EXERCISE BRIEF:
From the first line to the last, restate the data word for word.

==== ENTRIES SHOWN ====

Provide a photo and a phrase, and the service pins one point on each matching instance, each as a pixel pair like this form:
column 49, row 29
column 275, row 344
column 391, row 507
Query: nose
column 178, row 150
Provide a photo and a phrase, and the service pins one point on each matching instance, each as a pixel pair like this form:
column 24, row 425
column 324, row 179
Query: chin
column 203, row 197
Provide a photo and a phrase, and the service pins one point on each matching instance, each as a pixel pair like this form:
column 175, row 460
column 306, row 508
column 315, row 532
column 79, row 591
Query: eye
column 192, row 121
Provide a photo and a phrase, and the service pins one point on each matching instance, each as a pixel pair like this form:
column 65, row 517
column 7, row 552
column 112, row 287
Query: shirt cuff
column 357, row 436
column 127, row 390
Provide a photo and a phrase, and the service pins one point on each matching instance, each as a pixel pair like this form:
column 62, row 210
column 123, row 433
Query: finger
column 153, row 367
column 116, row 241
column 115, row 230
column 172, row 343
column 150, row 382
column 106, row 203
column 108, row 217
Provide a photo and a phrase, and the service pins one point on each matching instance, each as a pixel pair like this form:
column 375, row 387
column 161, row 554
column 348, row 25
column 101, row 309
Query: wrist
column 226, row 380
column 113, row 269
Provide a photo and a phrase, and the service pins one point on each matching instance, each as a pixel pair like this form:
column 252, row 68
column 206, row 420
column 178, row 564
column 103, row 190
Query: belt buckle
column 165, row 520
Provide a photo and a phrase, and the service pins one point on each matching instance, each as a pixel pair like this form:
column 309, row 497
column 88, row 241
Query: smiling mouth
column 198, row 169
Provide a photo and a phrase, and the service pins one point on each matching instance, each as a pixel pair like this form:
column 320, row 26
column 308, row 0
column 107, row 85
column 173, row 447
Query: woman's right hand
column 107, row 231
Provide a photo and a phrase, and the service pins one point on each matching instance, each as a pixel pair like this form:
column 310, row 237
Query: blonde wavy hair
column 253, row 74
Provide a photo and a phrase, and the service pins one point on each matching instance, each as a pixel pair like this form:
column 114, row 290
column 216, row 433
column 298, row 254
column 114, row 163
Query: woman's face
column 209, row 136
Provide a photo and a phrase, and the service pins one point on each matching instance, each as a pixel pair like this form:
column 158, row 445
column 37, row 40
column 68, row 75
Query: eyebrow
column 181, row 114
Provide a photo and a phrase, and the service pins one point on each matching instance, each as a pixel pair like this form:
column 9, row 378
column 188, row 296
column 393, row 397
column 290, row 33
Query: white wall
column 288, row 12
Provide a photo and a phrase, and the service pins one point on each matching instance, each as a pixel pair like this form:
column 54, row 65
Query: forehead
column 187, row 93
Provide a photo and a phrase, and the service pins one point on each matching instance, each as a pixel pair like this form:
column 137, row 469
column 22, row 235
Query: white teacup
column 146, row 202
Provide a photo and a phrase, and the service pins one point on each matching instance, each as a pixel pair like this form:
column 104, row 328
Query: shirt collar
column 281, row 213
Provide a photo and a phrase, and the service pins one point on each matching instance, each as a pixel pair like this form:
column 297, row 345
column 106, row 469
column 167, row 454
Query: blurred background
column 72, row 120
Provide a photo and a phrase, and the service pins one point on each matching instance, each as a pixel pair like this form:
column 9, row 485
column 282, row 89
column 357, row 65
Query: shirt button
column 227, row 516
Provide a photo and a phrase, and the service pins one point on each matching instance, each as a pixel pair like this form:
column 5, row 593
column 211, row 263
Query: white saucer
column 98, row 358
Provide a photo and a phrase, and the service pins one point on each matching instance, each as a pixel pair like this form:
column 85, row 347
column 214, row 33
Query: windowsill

====

RESPONSE TO THE EXERCISE:
Provide a photo and a phrase, and the service pins one point on each matching instance, each as a pixel pair like this form:
column 49, row 29
column 275, row 344
column 391, row 507
Query: nose
column 178, row 150
Provide a photo and a phrase, and the service pins one point on each matching instance, each as a pixel pair like this form:
column 24, row 425
column 324, row 179
Query: chin
column 203, row 197
Provide a photo and a phrase, and the service pins one point on each matching instance, each as a pixel pair like this form:
column 175, row 460
column 306, row 508
column 315, row 532
column 79, row 591
Query: eye
column 192, row 121
Provide a photo and a phrase, and the service pins one point on each matching instance, each as a pixel pair like this form:
column 65, row 517
column 7, row 552
column 112, row 287
Query: shirt cuff
column 357, row 436
column 127, row 390
Provide a photo and a phrase, and the service pins one point on each matching instance, each as a pixel pair like this form:
column 62, row 210
column 123, row 433
Query: finger
column 153, row 367
column 116, row 241
column 115, row 230
column 172, row 343
column 150, row 382
column 106, row 203
column 108, row 217
Provide a photo and a phrase, and the service pins one point on each matching instance, each as a pixel pair like this form:
column 375, row 387
column 161, row 554
column 348, row 25
column 101, row 309
Query: wrist
column 226, row 380
column 113, row 269
Provide a photo and a phrase, and the service pins one point on each matching instance, each as a pixel pair like this form:
column 252, row 68
column 206, row 420
column 178, row 564
column 103, row 190
Query: belt buckle
column 165, row 520
Provide a photo and a phrase, and the service pins one point on each matching instance, each as a pixel pair like this form:
column 309, row 497
column 88, row 241
Query: smiling mouth
column 198, row 169
Provide a photo and a phrase, and the service pins one point on each matching instance, each as a pixel pair like this form:
column 320, row 26
column 308, row 0
column 107, row 85
column 173, row 447
Query: woman's right hand
column 107, row 231
Provide a photo and a phrase, and the service pins one point on each matching instance, each as a pixel pair like this form:
column 310, row 237
Query: blonde wavy hair
column 253, row 74
Provide a photo and a phrase, and the service pins one point on each matching instance, each as a pixel pair like this form:
column 114, row 290
column 216, row 433
column 298, row 254
column 114, row 163
Query: woman's face
column 209, row 136
Provide a photo and a phrase, and the service pins one point on each matching instance, each as a pixel pair like this form:
column 158, row 445
column 37, row 40
column 68, row 75
Query: eyebrow
column 181, row 114
Provide a photo and a phrase, and the service pins one point on each matching instance, each as a pixel pair like this form:
column 9, row 378
column 188, row 296
column 393, row 397
column 290, row 33
Query: white wall
column 288, row 12
Provide a photo and a phrase, and the service pins one point on each matching instance, each as a pixel pair like this form:
column 54, row 65
Query: forehead
column 187, row 93
Provide a photo and a phrase, and the service pins one point on each matching instance, each as a pixel pair like this form:
column 137, row 469
column 22, row 235
Query: white teacup
column 146, row 202
Provide a photo and a phrase, and the service pins one point on each matching instance, each as a pixel pair like this form:
column 104, row 328
Query: shirt collar
column 281, row 213
Provide a photo and a phrase, and the service pins one point on each matching instance, each as a pixel pair like this form:
column 297, row 345
column 106, row 469
column 167, row 454
Query: blurred background
column 72, row 120
Provide a photo and a phrase, and the service pins one point on each matching instance, each as a pixel pair like this form:
column 9, row 485
column 282, row 89
column 357, row 65
Query: shirt button
column 227, row 516
Provide a photo and a phrase, and the service pins one point on each matching instance, each as a pixel pair like this form:
column 5, row 593
column 211, row 263
Query: white saucer
column 98, row 358
Provide a photo and a phrase, and the service pins one point on each matching instance, each as a pixel pair like this form:
column 85, row 347
column 214, row 33
Query: windowsill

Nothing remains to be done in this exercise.